───── Okunacak metin

Son yıllarda iç ve dış piyasada ilgi görmeye başlayan çileğin, arz ve talebe göre üretim alanları çoğalarak çeşit zenginliği ve süreklilik açsından, alternatif bir ürün olarak üretim miktarı artıyor.
Türkiye'de çilek üretimi en çok Mersin Silifke'den sonra Aydın Sultanhisar'da yapılıyor. Yaklaşık 11 bin dekar alanda 53 bin ton çilek üretimiyle ve yetiştirilen ürünün kalitesiyle de haklı yerini koruyacak, hasattan sofraya kadar geçen zaman süresinde tazelik ve raf ömürünü korumasıyla kendini kanıtlamış olan, aroması ve üretim kalitesiyle de ilk sırada yer alan Sultanhisar çileğini konuşmak üzere Sultanhisar Ziraat Odası Başkanı Sayın Bilal Tarhan ile bir araya geldik.
Bilal Bey öncelikle sizi tanıyabilir miyiz?
1970 Sultanhisar doğumluyum. İstanbul Üniversitesi Veteriner Fakültesinden mezunum. ADÜ Veteriner Fakültesi Besin Hijyeni ve Teknolojisi Anabilim dalında Araştırma Görevlisi ve Ankara Üniversitesi Sağlık Bilimleri Doktora programında yer aldım. 2000 yılında üniversitedeki görevimden ayrıldım. Sultanhisar Kültür Sanat Derneği Başkanlığı, Sultanhisar TEMA Başkanlığı, Sultanhisar Toprak Sulama Yönetimi, Sultanhisar Kalkınma Kooperatifi Yönetimi, Güney Ege Organik Güvenilir Gıda Üreticileri Derneği Yönetiminde yer aldım. Sultanhisar Belediye Meclis üyeliği görevinde bulundum. 2011 yılından beri Sultanhisar Ziraat Odası Başkanlığı görevinde bulunmaktayım. 2015 Yılında tekrar Sultanhisar Ziraat Odası Başkanlığı görevine seçildim. Aynı zamanda TZOB Aydın İl Delegeliği ve TZOB eğitim ve çalışma komisyonu başkan yardımcılığı görevinde bulundum. Hayvancılık ve çiftçilikle uğraşmaktayım.

──────────

» **Alıştırmanın amacı**: Sultanhisar çileği hakkındaki metnin tamamını hiçbir değişiklik yapmadan yeniden yazdır.

───── Ham veri

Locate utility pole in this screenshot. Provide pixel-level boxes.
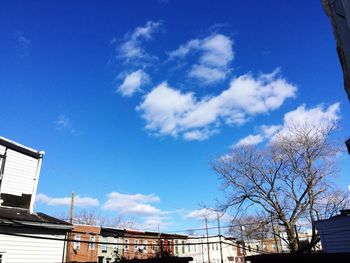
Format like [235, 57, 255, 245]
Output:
[201, 236, 204, 263]
[271, 215, 279, 253]
[294, 225, 300, 251]
[205, 217, 210, 263]
[216, 213, 224, 263]
[66, 192, 74, 262]
[69, 192, 74, 224]
[239, 225, 246, 258]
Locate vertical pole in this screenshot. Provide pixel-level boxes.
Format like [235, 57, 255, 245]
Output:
[271, 215, 279, 253]
[69, 192, 74, 224]
[205, 217, 210, 263]
[201, 236, 204, 263]
[216, 216, 224, 263]
[66, 192, 74, 262]
[294, 225, 300, 251]
[239, 225, 246, 258]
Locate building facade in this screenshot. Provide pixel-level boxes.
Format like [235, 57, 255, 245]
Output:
[66, 225, 102, 262]
[185, 236, 244, 263]
[0, 137, 72, 263]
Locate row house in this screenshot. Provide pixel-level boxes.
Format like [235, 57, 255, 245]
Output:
[66, 225, 102, 262]
[0, 137, 72, 263]
[183, 236, 244, 263]
[66, 225, 194, 263]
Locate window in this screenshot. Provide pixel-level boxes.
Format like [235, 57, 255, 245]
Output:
[73, 235, 81, 250]
[89, 236, 95, 250]
[124, 239, 129, 251]
[140, 240, 147, 253]
[175, 240, 179, 255]
[101, 237, 107, 252]
[152, 241, 157, 253]
[272, 244, 277, 251]
[114, 237, 118, 253]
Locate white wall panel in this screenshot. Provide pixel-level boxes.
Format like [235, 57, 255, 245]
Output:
[1, 149, 38, 196]
[0, 234, 64, 263]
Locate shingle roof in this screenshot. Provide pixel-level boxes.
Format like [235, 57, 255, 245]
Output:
[0, 207, 71, 226]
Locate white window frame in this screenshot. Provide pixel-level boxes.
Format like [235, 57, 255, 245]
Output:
[113, 237, 118, 251]
[124, 239, 129, 251]
[101, 236, 107, 251]
[89, 236, 96, 250]
[152, 241, 157, 253]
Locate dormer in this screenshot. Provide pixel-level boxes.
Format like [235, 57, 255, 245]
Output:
[0, 137, 45, 213]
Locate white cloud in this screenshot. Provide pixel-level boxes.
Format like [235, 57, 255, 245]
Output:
[189, 65, 227, 84]
[235, 134, 264, 146]
[117, 21, 160, 64]
[35, 194, 99, 207]
[118, 69, 150, 97]
[142, 215, 173, 231]
[169, 34, 234, 84]
[55, 114, 76, 133]
[186, 208, 217, 220]
[102, 192, 163, 216]
[234, 103, 340, 147]
[137, 71, 296, 140]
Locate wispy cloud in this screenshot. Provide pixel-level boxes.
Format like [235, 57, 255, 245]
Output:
[169, 33, 234, 84]
[234, 103, 340, 147]
[14, 31, 32, 58]
[102, 192, 162, 216]
[35, 194, 99, 207]
[117, 69, 150, 97]
[117, 21, 161, 66]
[55, 114, 76, 134]
[137, 71, 297, 140]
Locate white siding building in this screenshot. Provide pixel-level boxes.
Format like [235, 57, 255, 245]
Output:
[315, 210, 350, 253]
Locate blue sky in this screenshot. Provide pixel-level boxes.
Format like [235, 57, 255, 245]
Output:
[0, 0, 350, 234]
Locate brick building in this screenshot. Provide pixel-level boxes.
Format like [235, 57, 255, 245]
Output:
[67, 225, 101, 262]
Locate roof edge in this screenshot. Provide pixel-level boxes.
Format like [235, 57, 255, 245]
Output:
[0, 136, 45, 159]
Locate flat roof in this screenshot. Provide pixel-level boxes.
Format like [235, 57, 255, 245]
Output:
[0, 136, 45, 159]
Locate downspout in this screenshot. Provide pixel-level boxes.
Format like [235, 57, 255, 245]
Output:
[29, 151, 45, 213]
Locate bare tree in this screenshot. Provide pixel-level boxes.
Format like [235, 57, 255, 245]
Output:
[212, 123, 348, 251]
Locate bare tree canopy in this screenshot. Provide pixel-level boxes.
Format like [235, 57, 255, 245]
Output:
[212, 123, 348, 251]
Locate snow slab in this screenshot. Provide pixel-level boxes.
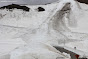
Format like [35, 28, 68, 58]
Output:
[0, 38, 26, 57]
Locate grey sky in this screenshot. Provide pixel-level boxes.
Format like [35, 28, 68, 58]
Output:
[0, 0, 58, 6]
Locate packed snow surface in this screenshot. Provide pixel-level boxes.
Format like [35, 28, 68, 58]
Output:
[0, 0, 88, 59]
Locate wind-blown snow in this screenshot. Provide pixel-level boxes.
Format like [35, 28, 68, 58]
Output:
[0, 0, 88, 59]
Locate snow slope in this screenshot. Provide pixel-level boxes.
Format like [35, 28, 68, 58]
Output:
[0, 0, 88, 59]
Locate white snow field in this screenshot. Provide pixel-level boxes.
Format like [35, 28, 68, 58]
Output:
[0, 0, 88, 59]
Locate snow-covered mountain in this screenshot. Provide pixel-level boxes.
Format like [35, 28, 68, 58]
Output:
[0, 0, 88, 59]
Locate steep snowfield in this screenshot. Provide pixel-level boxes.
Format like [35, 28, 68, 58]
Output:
[0, 0, 88, 59]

──────────

» **Alıştırma çıktısı**:
Son yıllarda iç ve dış piyasada ilgi görmeye başlayan çileğin, arz ve talebe göre üretim alanları çoğalarak çeşit zenginliği ve süreklilik açsından, alternatif bir ürün olarak üretim miktarı artıyor.
Türkiye'de çilek üretimi en çok Mersin Silifke'den sonra Aydın Sultanhisar'da yapılıyor. Yaklaşık 11 bin dekar alanda 53 bin ton çilek üretimiyle ve yetiştirilen ürünün kalitesiyle de haklı yerini koruyacak, hasattan sofraya kadar geçen zaman süresinde tazelik ve raf ömürünü korumasıyla kendini kanıtlamış olan, aroması ve üretim kalitesiyle de ilk sırada yer alan Sultanhisar çileğini konuşmak üzere Sultanhisar Ziraat Odası Başkanı Sayın Bilal Tarhan ile bir araya geldik.
Bilal Bey öncelikle sizi tanıyabilir miyiz?
1970 Sultanhisar doğumluyum. İstanbul Üniversitesi Veteriner Fakültesinden mezunum. ADÜ Veteriner Fakültesi Besin Hijyeni ve Teknolojisi Anabilim dalında Araştırma Görevlisi ve Ankara Üniversitesi Sağlık Bilimleri Doktora programında yer aldım. 2000 yılında üniversitedeki görevimden ayrıldım. Sultanhisar Kültür Sanat Derneği Başkanlığı, Sultanhisar TEMA Başkanlığı, Sultanhisar Toprak Sulama Yönetimi, Sultanhisar Kalkınma Kooperatifi Yönetimi, Güney Ege Organik Güvenilir Gıda Üreticileri Derneği Yönetiminde yer aldım. Sultanhisar Belediye Meclis üyeliği görevinde bulundum. 2011 yılından beri Sultanhisar Ziraat Odası Başkanlığı görevinde bulunmaktayım. 2015 Yılında tekrar Sultanhisar Ziraat Odası Başkanlığı görevine seçildim. Aynı zamanda TZOB Aydın İl Delegeliği ve TZOB eğitim ve çalışma komisyonu başkan yardımcılığı görevinde bulundum. Hayvancılık ve çiftçilikle uğraşmaktayım.